Excerpted passage
** begin **
# Diatoms



## IronLoach (Aug 22, 2004)

Ok, i've got a very mild case of diatoms in my 29g. the only problem is that they form on the small leaves of my watersprite, which leaves are too small for my algae eaters eat on. so, i end up with brown watersprite. the new leaves usually get the algae within 2 weeks. It's such a hassle to mechanically remove them with fingers - leaves are small and many, and quite fragile.

So how do I get rid of these diatoms? I've tried squirting them with HPeroxide but no go. 

Also, how effective is that Algimin made by Tetra. Anyone tried it before?

Before, I use Tetra FloraPride at half dose. After today's water change, I didn't use any of those for fear that it may actually be feeding the algae. (doing pmdd, or specialize dosing is not an option atm due to certain constraints so I use off-the-shelf products). Should I still try it at 1/4 dose?

My tank - 29g, a bit planted, 1 UGF (not an issue with my plants), 1 cannister filter (150 gph), 1 Rio 90 for Co2 DIY. Weekly 20-30% water change. Lights - 70watts, 12 hours.

PH - 6.8 to 7.0 
KH - 6 or thereabouts 
Nitrite - 0 

Fishes: 

5 Angels (3 3-inch and 2 2.5-inch) 
4 featherfin cats (2.5 inches) 
6 albino corys (1.5 to 2.0 inches) 
6 bronze corys (1.5 to 2.0 inches) 
3 algae eaters (thin, 1.75-inches) 
6 serpae tetra (1.5-inch) 
1 clown loach (2.25 inch) 
1 swordtail (2.25 inch)


----------



## nino (Oct 2, 2004)

Iron, how old is this tank (since planted)? Diatom or brown algae is nothing to worry about. It will go away eventually. There is no need of drastic measure like using H.peroxide. A group of otos can do a great job even those on the soft leaves.


----------



## IronLoach (Aug 22, 2004)
** end **
Dataset
** begin **
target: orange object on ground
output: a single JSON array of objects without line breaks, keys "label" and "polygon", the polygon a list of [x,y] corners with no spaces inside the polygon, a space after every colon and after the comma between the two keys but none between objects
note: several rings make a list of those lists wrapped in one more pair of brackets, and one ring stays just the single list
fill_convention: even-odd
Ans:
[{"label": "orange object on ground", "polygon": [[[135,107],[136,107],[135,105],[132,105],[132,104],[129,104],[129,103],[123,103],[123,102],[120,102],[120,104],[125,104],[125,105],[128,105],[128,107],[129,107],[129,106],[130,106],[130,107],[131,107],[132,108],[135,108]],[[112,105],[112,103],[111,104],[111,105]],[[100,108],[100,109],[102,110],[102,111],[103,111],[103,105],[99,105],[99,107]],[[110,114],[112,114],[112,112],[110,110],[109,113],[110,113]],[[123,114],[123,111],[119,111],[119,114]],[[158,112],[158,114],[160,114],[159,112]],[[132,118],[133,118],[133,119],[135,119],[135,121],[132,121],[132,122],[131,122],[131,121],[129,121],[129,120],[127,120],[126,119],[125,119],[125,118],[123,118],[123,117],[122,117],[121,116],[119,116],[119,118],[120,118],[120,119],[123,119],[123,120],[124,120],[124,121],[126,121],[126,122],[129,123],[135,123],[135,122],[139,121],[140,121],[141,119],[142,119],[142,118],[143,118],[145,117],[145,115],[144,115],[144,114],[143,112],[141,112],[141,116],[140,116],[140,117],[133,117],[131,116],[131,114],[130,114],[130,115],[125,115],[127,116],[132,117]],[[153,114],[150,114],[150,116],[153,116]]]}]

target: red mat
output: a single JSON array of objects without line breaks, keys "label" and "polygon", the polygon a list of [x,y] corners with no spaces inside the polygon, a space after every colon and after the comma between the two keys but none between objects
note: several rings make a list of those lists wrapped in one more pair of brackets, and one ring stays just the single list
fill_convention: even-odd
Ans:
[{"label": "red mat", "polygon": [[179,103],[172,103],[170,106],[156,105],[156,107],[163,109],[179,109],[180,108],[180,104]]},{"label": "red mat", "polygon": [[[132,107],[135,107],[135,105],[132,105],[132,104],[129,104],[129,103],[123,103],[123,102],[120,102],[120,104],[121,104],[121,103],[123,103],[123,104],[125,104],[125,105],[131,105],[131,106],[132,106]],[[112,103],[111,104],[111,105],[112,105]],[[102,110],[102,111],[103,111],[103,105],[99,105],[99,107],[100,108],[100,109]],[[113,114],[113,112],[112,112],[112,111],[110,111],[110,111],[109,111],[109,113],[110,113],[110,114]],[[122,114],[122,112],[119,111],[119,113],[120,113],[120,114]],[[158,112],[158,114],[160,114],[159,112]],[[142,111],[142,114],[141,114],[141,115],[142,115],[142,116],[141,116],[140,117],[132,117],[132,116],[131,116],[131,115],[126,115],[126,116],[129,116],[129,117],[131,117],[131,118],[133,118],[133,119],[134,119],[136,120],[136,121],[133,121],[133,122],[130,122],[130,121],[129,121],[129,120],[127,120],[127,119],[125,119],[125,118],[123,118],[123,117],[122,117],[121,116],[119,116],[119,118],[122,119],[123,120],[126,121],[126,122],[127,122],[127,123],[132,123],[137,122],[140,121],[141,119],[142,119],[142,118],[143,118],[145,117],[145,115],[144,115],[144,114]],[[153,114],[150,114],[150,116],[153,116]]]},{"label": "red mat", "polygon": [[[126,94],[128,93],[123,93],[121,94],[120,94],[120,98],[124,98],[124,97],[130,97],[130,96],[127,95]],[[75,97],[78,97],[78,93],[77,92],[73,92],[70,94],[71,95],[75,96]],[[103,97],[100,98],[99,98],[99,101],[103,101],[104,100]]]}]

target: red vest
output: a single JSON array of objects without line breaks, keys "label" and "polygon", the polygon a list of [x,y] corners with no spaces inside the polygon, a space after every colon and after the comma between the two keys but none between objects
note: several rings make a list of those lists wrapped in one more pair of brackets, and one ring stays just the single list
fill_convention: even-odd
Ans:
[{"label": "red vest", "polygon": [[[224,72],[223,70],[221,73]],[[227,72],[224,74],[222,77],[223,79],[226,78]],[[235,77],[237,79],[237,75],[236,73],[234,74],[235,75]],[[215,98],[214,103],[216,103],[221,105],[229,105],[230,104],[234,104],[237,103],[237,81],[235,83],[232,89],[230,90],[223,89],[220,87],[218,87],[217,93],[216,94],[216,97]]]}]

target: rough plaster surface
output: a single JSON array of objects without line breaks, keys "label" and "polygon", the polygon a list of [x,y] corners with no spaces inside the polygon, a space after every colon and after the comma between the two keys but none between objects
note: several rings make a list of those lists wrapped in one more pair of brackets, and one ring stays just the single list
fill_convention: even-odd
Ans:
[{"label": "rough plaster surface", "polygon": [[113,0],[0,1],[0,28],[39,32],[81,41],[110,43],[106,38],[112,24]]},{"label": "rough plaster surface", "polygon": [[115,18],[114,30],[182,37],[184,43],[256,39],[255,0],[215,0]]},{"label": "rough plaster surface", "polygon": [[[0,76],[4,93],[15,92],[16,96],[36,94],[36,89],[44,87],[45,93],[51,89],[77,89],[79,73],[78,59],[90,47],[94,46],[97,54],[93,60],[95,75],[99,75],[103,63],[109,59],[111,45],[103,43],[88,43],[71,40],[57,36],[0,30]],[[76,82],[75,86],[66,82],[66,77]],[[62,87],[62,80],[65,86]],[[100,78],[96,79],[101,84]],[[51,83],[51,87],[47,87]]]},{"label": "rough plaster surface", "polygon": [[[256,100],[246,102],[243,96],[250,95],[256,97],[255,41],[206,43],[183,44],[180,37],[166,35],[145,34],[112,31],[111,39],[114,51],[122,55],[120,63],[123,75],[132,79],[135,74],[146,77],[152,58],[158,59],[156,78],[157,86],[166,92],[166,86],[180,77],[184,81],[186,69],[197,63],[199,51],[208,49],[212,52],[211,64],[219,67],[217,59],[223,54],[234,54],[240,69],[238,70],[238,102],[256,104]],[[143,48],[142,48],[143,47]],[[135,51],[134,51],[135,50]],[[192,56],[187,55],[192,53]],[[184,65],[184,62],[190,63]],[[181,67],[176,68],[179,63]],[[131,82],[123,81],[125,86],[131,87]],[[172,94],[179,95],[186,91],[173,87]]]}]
** end **
Task to carry out
From the forum thread on diatoms above, list each kind of fish the original poster keeps in the 29g tank, along with how many of each.

In response
- Angels: 5
- Featherfin cats: 4
- Albino corys: 6
- Bronze corys: 6
- Algae eaters: 3
- Serpae tetra: 6
- Clown loach: 1
- Swordtail: 1